====== Supplied text ======
Starting a comic book from a writers perspective

Planning and plotting

I am always writing. It’s a hobby I really enjoy. I have several books that are in progress (novels, novellas, scripts and series) which I write in my spare time. One day I’ll actually get to finish them but I started to think, maybe I could progress a little quicker if my stories weren’t all just purely the written word. I had been working on a paranormal Detective series (with elements of horror) I named ‘The Brink’ and I thought this would be great as a comic.

I enjoyed comic books as a kid. I used to read Judge Dredd and really liked the artistry and work that goes into it. But it has only really been the last ten years that I really appreciated them. I particularly like The Walking Dead, Black Magik and Rick and Morty. I also began reading Gasolina and The Chair. 

I’m not a professional artist, but I could begin drawing the comic myself. However, I realised that would take me a lot longer and what I had in mind was beyond my artistic skill level. So, I decided to find an artist.

But wait, before I go about fidning an artist, I should learn how to write for a comic book, right? Yes, that would be sensible. However, in my case, I found an artist first – Marcelo Simonetti from Uruguay – and he helped me understand how different writing a comic book really is.

Please note, hiring an artist costs money. Anywhere in excess of £70 per page for pencil and ink, more for colour and more for a comic book cover. It depends on the skill and experience of your artist. 

It's worth a note that it is an expensive hobby. I’m paying for a highly skilled artist with years of experience and I soaked up some of that experience myself. So, in a sense, it was like an educational course to better myself. I contemplated asking for help on Kickstarter but at that stage, I didn't have a clue about managing a whole kickstarter campaign.


I had to do a small amount of research on writing for a comic book before diving in – of course I read that you should provide a script for your artist. This is probably quite obvious but it wasn’t until I began working with Marcelo that I realised that it was not a simple process. I could’ve just given him a half-assed script and left it up to him to work it out. He’d probably have alot of questions for me and in the end I don’t think the working relationship would have been great. The end product would no doubt be good because the art would be, but the depth in story just wouldn’t be there. Also, the art may not even be what I envisioned. I don’t want to write a comic book for the sake of saying I’ve written a comic, I want it to be good with plenty for the reader to ponder and leave them wanting more.
======
__Written request 1__.
Does each statement agree with the comic-book post? Answer yes or no for each and quote the deciding words. (a) The artist the writer found is from Uruguay. (b) The writer ran a Kickstarter campaign to pay for the comic. (c) The writer read Judge Dredd as a kid.
__Written request 2__.
Retype part of the comic-book post word for word. Begin at the words "I am always" and stop after "and The Chair.".
__Written request 3__.
According to the comic-book post, how much does hiring an artist cost per page for pencil and ink?
The lines after this point are separate material, not part of the comic-book post.
====== Records provided ======
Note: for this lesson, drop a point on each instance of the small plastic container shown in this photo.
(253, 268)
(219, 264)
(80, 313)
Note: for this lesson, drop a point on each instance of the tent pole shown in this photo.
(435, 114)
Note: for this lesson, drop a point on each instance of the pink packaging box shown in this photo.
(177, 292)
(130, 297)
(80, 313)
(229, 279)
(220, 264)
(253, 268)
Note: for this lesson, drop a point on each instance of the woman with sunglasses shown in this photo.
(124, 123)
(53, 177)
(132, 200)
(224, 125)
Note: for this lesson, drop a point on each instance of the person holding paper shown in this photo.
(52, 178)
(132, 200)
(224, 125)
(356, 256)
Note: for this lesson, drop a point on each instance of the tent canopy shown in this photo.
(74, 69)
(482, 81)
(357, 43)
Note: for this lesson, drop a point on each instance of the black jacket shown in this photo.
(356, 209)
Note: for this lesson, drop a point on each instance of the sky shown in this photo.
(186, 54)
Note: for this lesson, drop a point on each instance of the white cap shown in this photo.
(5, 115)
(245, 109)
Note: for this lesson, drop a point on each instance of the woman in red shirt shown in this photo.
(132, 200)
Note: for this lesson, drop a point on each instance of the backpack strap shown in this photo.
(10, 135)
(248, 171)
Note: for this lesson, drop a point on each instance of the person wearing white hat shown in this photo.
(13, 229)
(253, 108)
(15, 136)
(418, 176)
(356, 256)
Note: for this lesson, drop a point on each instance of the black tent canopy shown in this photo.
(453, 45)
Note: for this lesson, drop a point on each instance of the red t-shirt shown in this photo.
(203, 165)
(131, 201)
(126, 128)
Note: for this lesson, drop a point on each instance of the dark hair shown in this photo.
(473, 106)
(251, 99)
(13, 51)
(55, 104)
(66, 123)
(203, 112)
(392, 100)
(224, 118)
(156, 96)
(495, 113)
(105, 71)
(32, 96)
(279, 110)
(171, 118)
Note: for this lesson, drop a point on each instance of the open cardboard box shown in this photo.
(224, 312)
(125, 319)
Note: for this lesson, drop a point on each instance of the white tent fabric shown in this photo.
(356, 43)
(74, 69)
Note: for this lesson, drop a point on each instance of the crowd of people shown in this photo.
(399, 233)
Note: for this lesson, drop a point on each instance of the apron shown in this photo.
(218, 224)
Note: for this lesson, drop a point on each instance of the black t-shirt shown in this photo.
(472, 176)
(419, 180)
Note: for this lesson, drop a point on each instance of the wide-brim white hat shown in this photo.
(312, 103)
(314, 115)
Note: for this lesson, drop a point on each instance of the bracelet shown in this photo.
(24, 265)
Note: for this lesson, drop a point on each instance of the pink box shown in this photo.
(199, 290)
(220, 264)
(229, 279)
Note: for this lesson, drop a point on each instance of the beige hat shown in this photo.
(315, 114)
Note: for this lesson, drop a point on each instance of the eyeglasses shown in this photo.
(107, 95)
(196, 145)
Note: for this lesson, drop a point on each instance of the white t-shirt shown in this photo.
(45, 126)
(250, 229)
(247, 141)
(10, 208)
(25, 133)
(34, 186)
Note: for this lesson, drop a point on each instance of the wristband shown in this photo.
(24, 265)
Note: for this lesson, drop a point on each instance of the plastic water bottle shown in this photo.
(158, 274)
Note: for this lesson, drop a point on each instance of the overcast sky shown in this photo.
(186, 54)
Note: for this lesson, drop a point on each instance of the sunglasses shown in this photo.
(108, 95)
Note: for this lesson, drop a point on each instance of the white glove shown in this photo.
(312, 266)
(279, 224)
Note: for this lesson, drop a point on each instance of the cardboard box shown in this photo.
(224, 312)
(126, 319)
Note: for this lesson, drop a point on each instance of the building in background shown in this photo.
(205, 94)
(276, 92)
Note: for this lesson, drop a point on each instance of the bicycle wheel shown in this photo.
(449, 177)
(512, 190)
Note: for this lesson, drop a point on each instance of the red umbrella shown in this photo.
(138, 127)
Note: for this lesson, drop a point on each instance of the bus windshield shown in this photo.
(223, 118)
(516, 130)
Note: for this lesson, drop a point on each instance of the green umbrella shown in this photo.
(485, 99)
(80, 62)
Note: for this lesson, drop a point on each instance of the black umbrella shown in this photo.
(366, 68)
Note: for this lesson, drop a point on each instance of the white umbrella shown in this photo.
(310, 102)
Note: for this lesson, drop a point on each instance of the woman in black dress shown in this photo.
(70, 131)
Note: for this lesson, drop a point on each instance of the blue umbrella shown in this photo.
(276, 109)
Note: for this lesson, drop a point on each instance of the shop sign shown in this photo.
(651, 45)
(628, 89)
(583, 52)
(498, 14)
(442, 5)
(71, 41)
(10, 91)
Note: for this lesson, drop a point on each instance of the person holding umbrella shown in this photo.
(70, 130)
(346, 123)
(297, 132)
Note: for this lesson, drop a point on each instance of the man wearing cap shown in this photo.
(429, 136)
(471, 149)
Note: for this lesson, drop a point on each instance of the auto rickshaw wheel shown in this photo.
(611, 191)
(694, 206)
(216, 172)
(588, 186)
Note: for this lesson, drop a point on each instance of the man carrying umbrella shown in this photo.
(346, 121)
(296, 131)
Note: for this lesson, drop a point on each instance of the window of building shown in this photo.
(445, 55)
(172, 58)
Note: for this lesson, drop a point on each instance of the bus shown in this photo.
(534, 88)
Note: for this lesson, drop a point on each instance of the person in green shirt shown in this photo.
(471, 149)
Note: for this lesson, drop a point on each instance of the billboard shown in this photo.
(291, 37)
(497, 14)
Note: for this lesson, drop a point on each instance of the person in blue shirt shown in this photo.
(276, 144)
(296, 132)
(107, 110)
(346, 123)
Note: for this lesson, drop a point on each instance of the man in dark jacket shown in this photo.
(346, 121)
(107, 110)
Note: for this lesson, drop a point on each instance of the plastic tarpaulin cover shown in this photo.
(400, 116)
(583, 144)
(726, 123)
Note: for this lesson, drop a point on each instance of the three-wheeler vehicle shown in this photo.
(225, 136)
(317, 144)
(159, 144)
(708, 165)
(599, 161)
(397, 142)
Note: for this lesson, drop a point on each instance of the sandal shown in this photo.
======
====== Records provided ======
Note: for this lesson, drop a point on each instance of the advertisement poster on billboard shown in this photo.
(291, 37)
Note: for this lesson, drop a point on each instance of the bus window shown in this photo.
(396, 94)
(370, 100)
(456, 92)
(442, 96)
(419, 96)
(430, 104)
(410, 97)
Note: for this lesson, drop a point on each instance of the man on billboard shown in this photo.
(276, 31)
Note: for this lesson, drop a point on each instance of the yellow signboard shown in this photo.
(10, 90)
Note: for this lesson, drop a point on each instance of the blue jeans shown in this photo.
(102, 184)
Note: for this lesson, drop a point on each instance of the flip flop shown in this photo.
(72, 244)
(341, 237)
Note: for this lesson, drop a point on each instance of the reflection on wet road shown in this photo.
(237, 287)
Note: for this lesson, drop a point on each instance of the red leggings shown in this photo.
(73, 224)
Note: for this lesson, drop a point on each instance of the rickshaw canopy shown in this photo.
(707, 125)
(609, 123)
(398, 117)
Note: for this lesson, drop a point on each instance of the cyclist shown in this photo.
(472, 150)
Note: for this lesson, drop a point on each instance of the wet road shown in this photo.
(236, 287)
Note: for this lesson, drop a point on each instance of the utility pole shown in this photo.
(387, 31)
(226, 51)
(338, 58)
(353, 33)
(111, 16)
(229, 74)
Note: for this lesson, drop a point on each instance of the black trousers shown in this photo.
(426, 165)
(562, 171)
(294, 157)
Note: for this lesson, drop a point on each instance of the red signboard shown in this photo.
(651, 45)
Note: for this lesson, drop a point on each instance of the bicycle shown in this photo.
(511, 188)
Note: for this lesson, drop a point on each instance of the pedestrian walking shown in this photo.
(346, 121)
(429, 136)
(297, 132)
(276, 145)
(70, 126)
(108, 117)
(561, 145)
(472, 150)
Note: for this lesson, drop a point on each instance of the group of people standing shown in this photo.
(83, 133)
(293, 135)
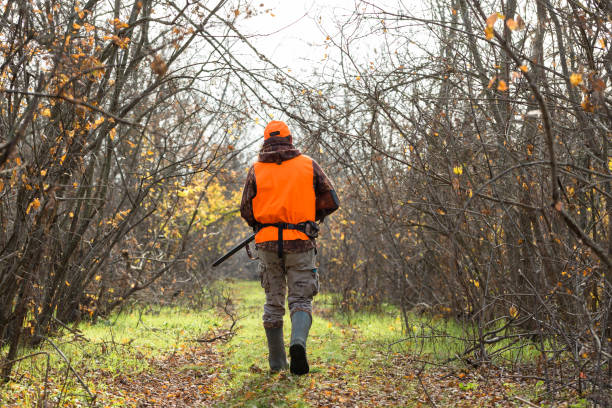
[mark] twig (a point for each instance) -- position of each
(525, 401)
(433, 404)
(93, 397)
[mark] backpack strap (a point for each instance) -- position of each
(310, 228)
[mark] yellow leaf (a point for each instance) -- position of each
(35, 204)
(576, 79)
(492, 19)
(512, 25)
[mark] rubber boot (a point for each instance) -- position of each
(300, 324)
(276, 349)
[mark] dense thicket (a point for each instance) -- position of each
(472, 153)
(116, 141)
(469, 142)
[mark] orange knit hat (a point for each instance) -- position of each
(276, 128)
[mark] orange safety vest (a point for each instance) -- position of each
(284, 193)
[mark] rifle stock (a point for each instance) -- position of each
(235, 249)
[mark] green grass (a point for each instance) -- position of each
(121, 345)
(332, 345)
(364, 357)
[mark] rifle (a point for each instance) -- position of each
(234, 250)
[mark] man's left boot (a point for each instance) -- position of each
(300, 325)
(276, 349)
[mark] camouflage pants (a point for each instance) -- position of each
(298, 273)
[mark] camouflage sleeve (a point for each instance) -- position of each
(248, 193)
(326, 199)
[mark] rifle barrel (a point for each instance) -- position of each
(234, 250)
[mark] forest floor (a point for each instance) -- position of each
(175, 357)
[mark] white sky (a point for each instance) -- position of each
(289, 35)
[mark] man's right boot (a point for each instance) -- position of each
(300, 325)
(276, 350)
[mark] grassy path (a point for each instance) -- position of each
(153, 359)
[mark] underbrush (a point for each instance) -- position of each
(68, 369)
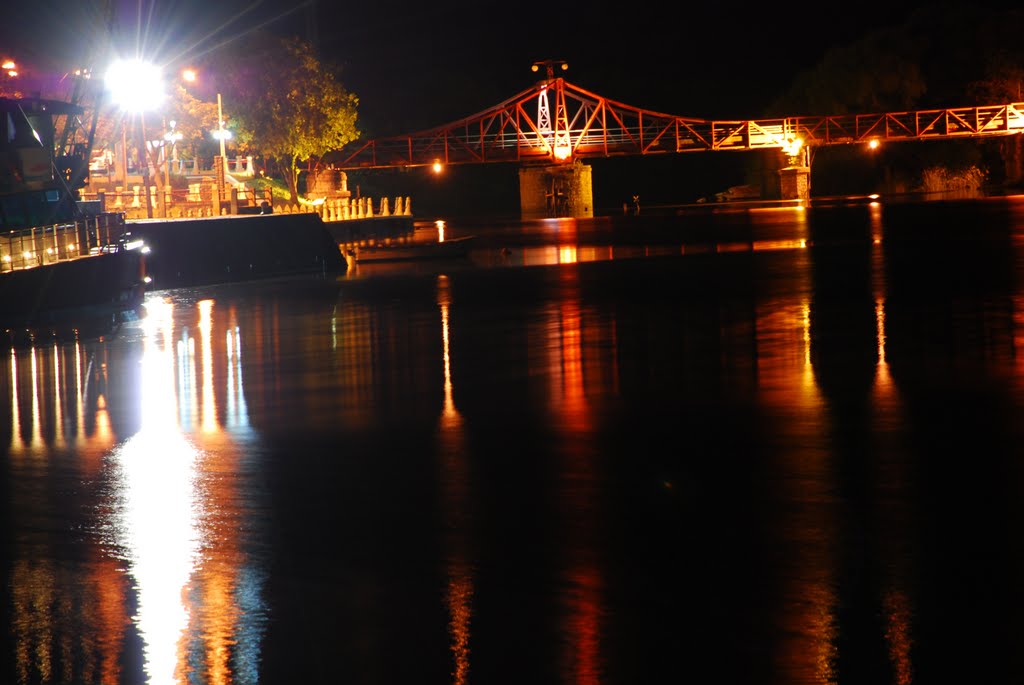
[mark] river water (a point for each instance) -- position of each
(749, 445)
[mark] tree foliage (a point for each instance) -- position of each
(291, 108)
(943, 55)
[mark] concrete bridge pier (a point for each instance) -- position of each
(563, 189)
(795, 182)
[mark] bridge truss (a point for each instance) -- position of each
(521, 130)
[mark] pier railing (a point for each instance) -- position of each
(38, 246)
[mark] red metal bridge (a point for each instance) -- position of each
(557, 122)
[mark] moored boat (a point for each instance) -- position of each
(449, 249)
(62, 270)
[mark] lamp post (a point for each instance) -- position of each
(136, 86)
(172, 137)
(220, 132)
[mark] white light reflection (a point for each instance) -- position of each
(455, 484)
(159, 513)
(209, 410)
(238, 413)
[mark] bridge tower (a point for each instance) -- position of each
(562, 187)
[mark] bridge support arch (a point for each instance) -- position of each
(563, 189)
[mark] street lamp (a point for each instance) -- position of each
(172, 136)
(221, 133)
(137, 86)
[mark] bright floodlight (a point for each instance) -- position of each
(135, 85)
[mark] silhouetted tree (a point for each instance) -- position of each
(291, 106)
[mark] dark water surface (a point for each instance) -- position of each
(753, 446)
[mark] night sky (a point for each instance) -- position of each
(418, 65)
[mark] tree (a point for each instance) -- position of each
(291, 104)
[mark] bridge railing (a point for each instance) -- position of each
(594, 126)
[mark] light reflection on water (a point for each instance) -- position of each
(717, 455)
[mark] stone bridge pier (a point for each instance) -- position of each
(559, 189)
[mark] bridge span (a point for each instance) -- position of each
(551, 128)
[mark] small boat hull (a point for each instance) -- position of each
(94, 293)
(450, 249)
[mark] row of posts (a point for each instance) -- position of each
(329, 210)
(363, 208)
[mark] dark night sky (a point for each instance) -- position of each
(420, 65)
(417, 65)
======
__Full solution 1__.
(a) Yes: "I found an artist first – Marcelo Simonetti from Uruguay"
(b) No: "I contemplated asking for help on Kickstarter but at that stage, I didn't have a clue about managing a whole kickstarter campaign."
(c) Yes: "I used to read Judge Dredd"

__Full solution 2__.
I am always writing. It’s a hobby I really enjoy. I have several books that are in progress (novels, novellas, scripts and series) which I write in my spare time. One day I’ll actually get to finish them but I started to think, maybe I could progress a little quicker if my stories weren’t all just purely the written word. I had been working on a paranormal Detective series (with elements of horror) I named ‘The Brink’ and I thought this would be great as a comic.

I enjoyed comic books as a kid. I used to read Judge Dredd and really liked the artistry and work that goes into it. But it has only really been the last ten years that I really appreciated them. I particularly like The Walking Dead, Black Magik and Rick and Morty. I also began reading Gasolina and The Chair.

__Full solution 3__.
Anywhere in excess of £70 per page.